- SOURCE TEXT -
-- Opening Marker --

Terms and Conditions

General Terms and Conditions for Services

  1. Applicability.  These terms and conditions for services (these “Terms“) are the only terms that govern the provision of services by Green Witch LLC (“Green Witch“) to you (“Customer“), whether purchased through www.greenwitchcoven.com or a third-party payment portal. By participating in/receiving Services or visiting the website, you agree to these Terms. We may revise and update these Terms from time to time. All changes are effective immediately when we post them, and apply to all access to and use of the Website thereafter.
  2. Services. Green Witch shall provide the services to Customer as described in the Order Confirmation (the “Services“) in accordance with these Terms. The Services are entertainment services only, and you should not rely upon them as advice or recommendations.  The Services are provided by videoconference, and the conference link will be provided in your Order Confirmation.
  3. Performance Dates. Green Witch shall use reasonable efforts to meet any performance dates specified in the Order Confirmation. If you need to reschedule your appointment, you must provide advance notice to Green Witch, and Green Witch shall have discretion as to whether or not to reschedule the Services.

-- Closing Marker --

- DATA UNDER STUDY -

-- Opening Marker --

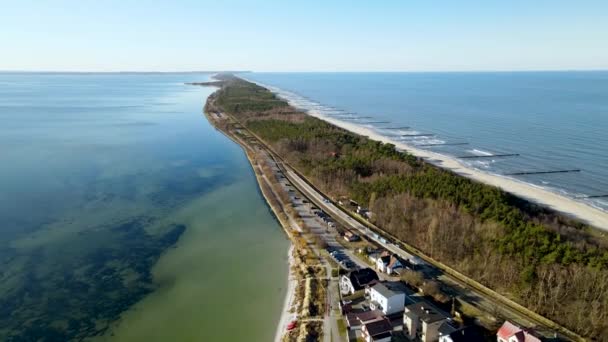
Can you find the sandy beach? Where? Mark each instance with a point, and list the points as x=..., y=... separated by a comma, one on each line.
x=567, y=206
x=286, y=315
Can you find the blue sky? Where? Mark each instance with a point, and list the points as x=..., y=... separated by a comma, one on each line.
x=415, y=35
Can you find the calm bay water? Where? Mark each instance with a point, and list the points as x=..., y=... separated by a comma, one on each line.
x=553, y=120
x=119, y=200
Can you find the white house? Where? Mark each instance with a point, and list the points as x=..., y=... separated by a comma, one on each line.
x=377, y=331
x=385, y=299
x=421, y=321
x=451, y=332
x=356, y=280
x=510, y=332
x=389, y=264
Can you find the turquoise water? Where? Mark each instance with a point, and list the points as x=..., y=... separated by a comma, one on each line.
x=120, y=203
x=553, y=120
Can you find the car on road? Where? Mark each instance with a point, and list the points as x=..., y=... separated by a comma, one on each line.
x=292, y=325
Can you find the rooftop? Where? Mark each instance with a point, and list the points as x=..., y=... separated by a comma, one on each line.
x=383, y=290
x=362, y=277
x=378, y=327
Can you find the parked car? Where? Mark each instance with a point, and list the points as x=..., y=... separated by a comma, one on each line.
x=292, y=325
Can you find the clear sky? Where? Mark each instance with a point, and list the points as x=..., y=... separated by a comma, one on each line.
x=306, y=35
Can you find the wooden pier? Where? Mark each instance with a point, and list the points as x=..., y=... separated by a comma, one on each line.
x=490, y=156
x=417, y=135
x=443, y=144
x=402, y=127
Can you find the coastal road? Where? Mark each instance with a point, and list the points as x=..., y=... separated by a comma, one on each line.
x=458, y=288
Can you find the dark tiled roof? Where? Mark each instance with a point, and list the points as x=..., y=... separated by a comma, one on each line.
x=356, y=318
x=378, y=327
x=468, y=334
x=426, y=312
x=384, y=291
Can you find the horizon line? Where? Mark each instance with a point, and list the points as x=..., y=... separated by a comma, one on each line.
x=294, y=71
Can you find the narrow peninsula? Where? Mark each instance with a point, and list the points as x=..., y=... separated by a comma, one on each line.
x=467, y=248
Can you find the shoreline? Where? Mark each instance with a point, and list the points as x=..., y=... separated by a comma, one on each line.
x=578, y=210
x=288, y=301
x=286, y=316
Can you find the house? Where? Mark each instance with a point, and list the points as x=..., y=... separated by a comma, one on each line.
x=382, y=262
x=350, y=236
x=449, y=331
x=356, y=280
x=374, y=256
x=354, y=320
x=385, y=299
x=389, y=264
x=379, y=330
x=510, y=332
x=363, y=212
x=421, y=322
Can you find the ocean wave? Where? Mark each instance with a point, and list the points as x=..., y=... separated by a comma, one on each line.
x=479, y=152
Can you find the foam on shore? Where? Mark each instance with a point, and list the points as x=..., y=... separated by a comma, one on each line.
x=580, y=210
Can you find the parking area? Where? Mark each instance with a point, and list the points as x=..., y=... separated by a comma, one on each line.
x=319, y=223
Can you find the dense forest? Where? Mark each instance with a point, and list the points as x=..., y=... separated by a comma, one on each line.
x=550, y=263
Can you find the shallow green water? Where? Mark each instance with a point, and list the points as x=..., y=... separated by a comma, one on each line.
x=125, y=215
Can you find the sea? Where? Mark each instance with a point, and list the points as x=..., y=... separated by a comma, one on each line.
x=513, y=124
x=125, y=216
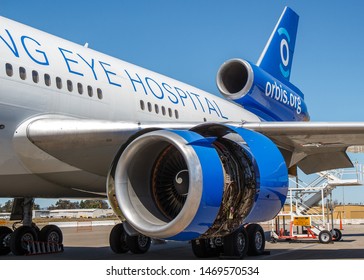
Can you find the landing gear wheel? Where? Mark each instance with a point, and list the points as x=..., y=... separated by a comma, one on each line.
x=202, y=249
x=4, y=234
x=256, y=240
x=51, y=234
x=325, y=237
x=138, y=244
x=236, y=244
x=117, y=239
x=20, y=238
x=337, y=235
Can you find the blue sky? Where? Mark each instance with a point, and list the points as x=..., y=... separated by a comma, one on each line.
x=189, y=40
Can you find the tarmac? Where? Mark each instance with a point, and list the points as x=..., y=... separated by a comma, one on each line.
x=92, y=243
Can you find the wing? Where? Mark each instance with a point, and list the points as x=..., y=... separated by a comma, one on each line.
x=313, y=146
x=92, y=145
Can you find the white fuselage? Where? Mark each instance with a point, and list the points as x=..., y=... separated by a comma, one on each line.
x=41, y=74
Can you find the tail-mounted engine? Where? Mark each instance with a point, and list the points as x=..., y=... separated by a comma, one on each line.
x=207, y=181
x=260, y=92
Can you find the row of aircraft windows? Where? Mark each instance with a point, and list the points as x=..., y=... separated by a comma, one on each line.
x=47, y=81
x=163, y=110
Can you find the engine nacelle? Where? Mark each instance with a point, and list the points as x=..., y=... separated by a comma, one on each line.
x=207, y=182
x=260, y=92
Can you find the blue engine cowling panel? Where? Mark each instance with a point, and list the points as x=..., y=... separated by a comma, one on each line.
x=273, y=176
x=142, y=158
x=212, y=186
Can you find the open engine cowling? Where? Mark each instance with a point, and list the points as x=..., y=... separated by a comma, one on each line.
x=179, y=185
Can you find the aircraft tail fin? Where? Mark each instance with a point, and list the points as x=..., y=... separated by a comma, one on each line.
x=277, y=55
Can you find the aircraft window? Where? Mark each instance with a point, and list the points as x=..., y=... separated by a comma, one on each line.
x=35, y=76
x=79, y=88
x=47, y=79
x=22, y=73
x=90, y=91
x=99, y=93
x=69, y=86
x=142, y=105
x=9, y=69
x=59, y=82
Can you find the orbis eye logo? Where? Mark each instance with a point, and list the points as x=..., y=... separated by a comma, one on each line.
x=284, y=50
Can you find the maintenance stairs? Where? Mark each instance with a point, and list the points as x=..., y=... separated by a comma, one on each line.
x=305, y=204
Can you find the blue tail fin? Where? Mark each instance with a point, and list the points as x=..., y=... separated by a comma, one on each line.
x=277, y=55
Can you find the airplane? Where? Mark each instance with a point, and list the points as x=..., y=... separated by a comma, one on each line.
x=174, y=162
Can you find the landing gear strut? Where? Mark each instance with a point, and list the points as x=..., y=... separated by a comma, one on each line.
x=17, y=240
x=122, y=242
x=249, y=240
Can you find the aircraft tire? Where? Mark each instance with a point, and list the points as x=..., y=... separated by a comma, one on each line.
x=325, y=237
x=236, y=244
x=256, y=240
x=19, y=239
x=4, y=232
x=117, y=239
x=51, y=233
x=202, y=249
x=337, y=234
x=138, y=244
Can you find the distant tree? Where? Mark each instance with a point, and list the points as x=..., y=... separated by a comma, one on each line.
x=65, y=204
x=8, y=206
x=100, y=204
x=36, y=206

-- Closing Marker --

- EXERCISE PROMPT -
Write the next part of the Green Witch terms and conditions for services, picking up after its last sentence. The listing was drawn from a separate source and is unrelated to the text.

- RESULT OF THIS EXERCISE -
  4. Customer’s Obligations. Customer shall cooperate with Green Witch in all matters relating to the Services. If you are disrespectful, Green Witch may discontinue the Services without providing a refund. The Services are only intended for people over the age of 18, and you represent that you are over the age 18. Customer is prohibited from using the site or its content: (a) for any unlawful purpose; (b) to solicit others to perform or participate in any unlawful acts; (c) to violate any international, federal, provincial or state regulations, rules, laws, or local ordinances; (d) to infringe upon or violate our intellectual property rights or the intellectual property rights of others; (e) to harass, abuse, insult, harm, defame, slander, disparage, intimidate, or discriminate based on gender, sexual orientation, religion, ethnicity, race, age, national origin, or disability; (f) to submit false or misleading information; (g) to upload or transmit viruses or any other type of malicious code that will or may be used in any way that will affect the functionality or operation of the Service or of any related website, other websites, or the Internet; (h) to collect or track the personal information of others; (i) to spam, phish, pharm, pretext, spider, crawl, or scrape; (j) for any obscene or immoral purpose; or (k) to interfere with or circumvent the security features of the Service or any related website, other websites, or the Internet.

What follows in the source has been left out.